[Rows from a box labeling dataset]

BEGIN

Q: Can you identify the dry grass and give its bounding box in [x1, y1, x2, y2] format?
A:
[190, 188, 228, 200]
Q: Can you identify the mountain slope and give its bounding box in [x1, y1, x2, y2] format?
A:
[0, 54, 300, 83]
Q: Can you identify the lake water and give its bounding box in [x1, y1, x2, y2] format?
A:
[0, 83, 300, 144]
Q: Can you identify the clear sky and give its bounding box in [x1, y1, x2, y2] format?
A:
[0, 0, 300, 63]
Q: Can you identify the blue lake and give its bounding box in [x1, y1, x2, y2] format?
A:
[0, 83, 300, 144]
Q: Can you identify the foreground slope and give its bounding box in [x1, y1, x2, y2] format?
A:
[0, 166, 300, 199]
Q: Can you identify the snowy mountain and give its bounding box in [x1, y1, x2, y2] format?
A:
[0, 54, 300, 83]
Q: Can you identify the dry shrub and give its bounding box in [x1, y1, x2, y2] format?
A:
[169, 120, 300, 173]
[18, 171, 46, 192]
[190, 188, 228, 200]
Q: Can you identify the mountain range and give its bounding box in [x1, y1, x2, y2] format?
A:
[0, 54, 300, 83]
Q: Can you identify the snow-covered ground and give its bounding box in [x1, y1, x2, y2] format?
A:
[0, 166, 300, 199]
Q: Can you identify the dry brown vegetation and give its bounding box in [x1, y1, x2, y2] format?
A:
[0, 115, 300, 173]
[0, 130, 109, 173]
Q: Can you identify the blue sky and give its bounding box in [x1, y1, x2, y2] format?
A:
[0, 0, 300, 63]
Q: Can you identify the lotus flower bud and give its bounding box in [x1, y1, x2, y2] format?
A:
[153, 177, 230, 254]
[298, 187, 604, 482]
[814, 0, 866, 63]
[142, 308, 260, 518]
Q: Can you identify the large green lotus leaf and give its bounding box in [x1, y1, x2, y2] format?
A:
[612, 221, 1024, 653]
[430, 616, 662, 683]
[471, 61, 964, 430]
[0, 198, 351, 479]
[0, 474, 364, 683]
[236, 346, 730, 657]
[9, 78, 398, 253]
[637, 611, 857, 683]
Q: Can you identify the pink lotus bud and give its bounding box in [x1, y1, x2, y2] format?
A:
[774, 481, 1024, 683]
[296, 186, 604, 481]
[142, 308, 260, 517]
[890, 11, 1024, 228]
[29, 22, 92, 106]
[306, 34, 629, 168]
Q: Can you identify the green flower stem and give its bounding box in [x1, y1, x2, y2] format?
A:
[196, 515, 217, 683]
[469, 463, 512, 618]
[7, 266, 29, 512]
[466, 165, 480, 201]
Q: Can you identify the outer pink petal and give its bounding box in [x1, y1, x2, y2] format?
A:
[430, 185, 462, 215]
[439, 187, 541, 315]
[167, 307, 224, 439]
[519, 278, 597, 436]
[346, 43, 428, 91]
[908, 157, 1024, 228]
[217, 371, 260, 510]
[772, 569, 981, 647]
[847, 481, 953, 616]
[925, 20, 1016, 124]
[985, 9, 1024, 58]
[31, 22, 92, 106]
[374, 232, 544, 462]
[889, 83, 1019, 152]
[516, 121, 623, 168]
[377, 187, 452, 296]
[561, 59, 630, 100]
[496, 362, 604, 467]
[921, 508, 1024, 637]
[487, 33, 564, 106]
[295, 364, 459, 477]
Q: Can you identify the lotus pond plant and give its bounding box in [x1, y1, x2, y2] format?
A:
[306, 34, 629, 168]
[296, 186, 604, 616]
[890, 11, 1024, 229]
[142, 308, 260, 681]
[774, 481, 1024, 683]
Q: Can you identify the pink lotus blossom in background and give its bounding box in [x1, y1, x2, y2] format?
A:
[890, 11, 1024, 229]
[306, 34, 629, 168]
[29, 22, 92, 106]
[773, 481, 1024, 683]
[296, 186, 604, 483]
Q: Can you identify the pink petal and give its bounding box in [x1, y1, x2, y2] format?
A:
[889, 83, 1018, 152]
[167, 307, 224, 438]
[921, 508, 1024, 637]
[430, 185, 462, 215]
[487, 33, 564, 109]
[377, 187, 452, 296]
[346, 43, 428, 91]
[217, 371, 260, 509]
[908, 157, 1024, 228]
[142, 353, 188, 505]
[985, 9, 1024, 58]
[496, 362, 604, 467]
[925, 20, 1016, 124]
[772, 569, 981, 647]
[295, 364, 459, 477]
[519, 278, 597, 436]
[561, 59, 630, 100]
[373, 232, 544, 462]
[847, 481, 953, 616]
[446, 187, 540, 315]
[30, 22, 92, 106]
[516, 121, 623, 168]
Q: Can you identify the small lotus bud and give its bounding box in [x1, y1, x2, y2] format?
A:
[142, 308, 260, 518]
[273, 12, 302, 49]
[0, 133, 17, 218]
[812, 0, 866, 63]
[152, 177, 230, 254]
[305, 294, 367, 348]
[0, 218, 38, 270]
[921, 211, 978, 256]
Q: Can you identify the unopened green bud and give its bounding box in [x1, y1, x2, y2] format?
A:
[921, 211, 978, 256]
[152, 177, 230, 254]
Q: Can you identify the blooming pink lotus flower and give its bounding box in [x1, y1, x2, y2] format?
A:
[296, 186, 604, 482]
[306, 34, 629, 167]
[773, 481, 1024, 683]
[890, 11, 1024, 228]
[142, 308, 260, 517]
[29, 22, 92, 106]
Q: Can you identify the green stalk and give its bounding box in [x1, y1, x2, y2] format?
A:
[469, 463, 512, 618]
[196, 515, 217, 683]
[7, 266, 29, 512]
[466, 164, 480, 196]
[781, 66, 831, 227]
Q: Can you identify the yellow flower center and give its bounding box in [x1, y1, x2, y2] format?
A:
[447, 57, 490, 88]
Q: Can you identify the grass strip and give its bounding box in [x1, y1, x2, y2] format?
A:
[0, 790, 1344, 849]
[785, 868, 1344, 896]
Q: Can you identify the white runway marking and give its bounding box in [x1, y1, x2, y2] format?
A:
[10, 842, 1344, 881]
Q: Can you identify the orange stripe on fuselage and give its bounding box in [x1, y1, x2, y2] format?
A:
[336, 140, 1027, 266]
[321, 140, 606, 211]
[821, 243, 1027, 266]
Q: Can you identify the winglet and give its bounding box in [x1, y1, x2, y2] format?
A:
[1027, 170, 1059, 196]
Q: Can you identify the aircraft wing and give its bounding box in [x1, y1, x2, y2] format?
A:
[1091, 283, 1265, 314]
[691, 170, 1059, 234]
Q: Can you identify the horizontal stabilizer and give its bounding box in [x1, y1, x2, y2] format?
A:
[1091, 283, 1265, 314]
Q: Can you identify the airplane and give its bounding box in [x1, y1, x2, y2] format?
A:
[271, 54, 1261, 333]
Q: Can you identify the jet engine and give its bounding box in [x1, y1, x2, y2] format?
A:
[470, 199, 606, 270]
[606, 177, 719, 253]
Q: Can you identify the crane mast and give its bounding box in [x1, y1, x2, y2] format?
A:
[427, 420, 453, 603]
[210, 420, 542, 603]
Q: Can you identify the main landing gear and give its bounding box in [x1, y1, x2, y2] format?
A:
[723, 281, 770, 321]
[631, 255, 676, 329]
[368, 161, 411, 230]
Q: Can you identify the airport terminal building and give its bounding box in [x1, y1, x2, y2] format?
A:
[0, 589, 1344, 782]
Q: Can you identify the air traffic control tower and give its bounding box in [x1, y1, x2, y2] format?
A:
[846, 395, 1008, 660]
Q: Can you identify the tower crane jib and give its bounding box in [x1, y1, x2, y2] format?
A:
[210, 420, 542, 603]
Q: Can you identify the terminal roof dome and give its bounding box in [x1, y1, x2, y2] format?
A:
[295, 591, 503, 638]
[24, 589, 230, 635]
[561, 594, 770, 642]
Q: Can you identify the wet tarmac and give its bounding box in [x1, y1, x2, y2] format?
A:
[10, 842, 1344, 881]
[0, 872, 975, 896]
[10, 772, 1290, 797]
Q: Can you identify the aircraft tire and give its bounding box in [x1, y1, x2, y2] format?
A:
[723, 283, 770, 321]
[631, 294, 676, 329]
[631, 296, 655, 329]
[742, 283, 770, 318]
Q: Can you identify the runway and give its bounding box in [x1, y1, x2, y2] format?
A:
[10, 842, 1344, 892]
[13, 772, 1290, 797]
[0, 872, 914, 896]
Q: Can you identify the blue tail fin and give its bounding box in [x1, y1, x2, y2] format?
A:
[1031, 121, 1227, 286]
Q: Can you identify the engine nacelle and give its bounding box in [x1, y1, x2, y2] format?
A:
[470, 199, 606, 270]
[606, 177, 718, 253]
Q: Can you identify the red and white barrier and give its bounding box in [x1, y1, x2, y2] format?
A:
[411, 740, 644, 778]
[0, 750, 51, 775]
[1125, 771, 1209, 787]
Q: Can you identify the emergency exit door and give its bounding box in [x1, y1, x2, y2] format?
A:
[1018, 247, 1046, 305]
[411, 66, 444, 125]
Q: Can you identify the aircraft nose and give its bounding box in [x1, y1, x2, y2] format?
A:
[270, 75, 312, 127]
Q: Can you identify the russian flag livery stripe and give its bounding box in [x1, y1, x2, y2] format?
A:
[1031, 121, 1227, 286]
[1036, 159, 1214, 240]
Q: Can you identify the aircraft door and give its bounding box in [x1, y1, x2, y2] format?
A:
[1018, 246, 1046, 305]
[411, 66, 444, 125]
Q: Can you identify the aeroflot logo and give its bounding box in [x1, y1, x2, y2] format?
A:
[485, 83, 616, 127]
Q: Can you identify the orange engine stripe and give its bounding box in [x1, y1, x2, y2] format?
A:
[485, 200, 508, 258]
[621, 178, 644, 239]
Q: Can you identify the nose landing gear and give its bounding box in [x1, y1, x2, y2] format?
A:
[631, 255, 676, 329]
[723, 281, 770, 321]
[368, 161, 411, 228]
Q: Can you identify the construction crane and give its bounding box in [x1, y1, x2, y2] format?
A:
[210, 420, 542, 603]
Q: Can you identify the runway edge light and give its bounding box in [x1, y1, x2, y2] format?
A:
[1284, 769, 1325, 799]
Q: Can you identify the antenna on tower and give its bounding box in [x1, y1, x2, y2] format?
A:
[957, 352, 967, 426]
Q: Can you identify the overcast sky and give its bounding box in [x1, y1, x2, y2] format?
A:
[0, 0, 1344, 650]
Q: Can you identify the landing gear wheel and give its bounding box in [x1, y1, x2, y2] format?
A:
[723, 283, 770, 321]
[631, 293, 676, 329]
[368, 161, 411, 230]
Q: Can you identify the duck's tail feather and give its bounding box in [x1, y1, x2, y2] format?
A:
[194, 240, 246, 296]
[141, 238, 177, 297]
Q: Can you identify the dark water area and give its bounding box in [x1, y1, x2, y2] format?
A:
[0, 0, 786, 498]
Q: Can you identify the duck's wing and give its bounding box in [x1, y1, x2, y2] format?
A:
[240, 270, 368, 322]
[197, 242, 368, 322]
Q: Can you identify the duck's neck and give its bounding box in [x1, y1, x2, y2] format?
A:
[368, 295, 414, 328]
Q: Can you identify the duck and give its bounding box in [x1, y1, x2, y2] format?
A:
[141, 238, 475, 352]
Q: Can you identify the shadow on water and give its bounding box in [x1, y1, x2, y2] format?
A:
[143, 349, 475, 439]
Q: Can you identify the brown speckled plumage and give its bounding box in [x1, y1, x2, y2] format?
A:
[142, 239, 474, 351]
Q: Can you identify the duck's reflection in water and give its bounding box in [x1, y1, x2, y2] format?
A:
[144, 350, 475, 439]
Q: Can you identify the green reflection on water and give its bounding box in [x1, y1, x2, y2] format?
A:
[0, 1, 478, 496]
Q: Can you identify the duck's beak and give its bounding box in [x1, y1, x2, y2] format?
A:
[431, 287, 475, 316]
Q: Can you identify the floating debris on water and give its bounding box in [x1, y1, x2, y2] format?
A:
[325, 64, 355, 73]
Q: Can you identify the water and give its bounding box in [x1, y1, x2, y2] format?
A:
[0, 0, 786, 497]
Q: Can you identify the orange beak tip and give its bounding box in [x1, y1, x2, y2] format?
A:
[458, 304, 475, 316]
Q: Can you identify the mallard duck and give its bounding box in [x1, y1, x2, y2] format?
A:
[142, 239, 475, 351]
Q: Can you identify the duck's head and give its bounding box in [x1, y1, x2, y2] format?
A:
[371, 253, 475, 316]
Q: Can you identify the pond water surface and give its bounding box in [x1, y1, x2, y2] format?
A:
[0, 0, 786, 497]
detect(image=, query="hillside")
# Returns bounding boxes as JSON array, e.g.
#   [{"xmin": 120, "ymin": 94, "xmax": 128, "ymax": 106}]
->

END

--- Instructions for the task ---
Copy out the material above word for word, starting at the line with "Q: Can you identify the nose" and ending with the line with "[0, 0, 1344, 650]", both of those lines included.

--- Answer for this exercise ---
Q: Can you identify the nose landing gear and give its bounding box in [x1, y1, x2, y2] format?
A:
[631, 255, 676, 329]
[723, 281, 770, 321]
[368, 161, 411, 228]
Q: Can you identify the construction crane and give its bounding box in [x1, y1, x2, y2] format?
A:
[210, 420, 542, 603]
Q: Can you identify the runway edge light and give its bounding box in [x1, y1, x2, y2] format?
A:
[1284, 769, 1325, 799]
Q: Can you identify the antenna on tower and give its bounding box in [x1, y1, x2, y2] format?
A:
[957, 352, 967, 426]
Q: Can you identify the overcast sky and give its bounding box in [x1, y1, x2, y2] format?
A:
[0, 0, 1344, 650]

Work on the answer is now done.